:: WORK TO BE COMPLETED ::
Beginning with the line that holds "Objective — a point for each instance of the car rear", set down each line of the data below through the very last, exactly as given, and nothing beyond that.

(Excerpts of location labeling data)
□ □ □ □ □
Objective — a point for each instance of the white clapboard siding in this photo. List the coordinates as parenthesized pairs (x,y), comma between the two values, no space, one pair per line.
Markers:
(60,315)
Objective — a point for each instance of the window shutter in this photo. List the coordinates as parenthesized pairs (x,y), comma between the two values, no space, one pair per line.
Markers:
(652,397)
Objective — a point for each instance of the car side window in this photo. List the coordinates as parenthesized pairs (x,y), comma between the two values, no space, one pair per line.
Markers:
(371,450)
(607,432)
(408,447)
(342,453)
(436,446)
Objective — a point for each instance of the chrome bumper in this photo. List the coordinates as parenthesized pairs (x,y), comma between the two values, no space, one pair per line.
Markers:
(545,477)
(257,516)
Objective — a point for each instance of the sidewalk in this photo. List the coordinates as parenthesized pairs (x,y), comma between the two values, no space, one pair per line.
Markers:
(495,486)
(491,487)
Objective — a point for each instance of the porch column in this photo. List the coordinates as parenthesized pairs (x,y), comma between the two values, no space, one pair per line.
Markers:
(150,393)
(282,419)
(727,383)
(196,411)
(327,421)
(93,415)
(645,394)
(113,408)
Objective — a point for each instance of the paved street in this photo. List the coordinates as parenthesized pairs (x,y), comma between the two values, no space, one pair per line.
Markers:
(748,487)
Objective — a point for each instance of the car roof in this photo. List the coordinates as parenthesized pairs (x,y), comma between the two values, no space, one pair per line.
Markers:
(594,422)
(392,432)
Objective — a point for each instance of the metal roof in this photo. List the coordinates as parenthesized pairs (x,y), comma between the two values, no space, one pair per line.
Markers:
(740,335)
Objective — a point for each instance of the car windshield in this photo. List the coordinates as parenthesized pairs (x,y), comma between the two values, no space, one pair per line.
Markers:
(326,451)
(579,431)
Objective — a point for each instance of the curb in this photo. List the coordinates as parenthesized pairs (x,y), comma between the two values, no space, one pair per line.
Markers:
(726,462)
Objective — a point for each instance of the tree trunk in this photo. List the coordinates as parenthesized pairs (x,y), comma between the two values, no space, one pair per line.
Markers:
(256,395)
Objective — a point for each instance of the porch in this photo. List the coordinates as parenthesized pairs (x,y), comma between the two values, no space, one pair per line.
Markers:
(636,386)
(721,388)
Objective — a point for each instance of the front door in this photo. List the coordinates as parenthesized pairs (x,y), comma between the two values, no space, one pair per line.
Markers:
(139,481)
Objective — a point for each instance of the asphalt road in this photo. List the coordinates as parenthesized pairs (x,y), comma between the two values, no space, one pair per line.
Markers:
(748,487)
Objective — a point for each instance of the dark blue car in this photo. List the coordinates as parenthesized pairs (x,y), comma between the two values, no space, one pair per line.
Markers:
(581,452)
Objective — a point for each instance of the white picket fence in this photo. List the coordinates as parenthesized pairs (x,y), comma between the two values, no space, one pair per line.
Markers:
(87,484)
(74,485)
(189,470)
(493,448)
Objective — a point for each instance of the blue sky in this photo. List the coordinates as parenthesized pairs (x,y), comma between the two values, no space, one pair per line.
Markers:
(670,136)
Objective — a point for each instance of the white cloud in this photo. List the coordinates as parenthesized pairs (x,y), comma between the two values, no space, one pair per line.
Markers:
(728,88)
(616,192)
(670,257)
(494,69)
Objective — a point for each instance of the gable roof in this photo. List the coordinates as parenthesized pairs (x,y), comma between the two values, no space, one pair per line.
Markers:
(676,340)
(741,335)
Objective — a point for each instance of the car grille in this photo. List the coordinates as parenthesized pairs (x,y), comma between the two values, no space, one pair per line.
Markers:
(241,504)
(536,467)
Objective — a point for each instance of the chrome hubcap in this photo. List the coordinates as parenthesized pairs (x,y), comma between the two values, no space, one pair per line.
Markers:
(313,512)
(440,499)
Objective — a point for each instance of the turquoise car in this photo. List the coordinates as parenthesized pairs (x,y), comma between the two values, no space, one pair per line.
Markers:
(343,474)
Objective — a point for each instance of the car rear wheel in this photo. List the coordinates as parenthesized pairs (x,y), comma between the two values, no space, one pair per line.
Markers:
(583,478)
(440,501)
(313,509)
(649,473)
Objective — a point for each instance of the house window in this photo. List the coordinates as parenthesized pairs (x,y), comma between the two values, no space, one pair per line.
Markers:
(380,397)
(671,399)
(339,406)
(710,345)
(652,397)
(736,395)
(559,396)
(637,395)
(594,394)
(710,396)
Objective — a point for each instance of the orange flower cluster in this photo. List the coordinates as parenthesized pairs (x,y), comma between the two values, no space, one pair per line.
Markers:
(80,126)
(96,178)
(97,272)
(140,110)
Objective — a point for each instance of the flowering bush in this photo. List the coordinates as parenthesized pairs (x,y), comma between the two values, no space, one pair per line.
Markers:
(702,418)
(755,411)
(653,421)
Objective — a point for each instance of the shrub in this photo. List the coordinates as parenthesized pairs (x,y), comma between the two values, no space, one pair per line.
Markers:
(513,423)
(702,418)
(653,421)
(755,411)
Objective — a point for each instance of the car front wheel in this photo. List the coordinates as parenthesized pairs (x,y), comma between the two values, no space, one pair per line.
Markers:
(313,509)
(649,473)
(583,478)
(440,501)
□ □ □ □ □
:: RESPONSE ::
Objective — a point for each instance of the car rear wheel in this photo. List the coordinates as parenthesized pairs (x,y), comma between the two values, no space, one pair per line.
Markers:
(583,478)
(440,501)
(313,509)
(649,473)
Objective — a point for each instance of the house window in this photo. List the coordinates as parenthesized pairs (x,y), comma between the two values, no space, one pair per line.
Markers:
(380,397)
(671,399)
(339,406)
(710,345)
(652,397)
(736,395)
(559,396)
(637,395)
(594,394)
(710,396)
Objective — a point for each instance of the orange flower cluster in this photo. List the coordinates as parenthesized pairs (x,y), comma between the two values, no space, one pair per line.
Markers:
(80,126)
(96,178)
(97,272)
(140,110)
Objective — a point for each instance of the flowering bush in this photo. List the coordinates as parenthesized pairs (x,y), comma between the two values, no space, one pair per line.
Markers:
(702,418)
(755,411)
(653,421)
Objective — a point for each instance of the shrub in this photo. List the coordinates as parenthesized pairs (x,y), comma between the two values, no space, one pair per line.
Markers:
(513,423)
(702,418)
(653,421)
(755,411)
Objective — a point for each instance of the car front wheel in this photo. List the coordinates as parenthesized pairs (x,y), comma between the two values, no space, one pair per line.
Markers:
(313,509)
(649,473)
(583,478)
(440,501)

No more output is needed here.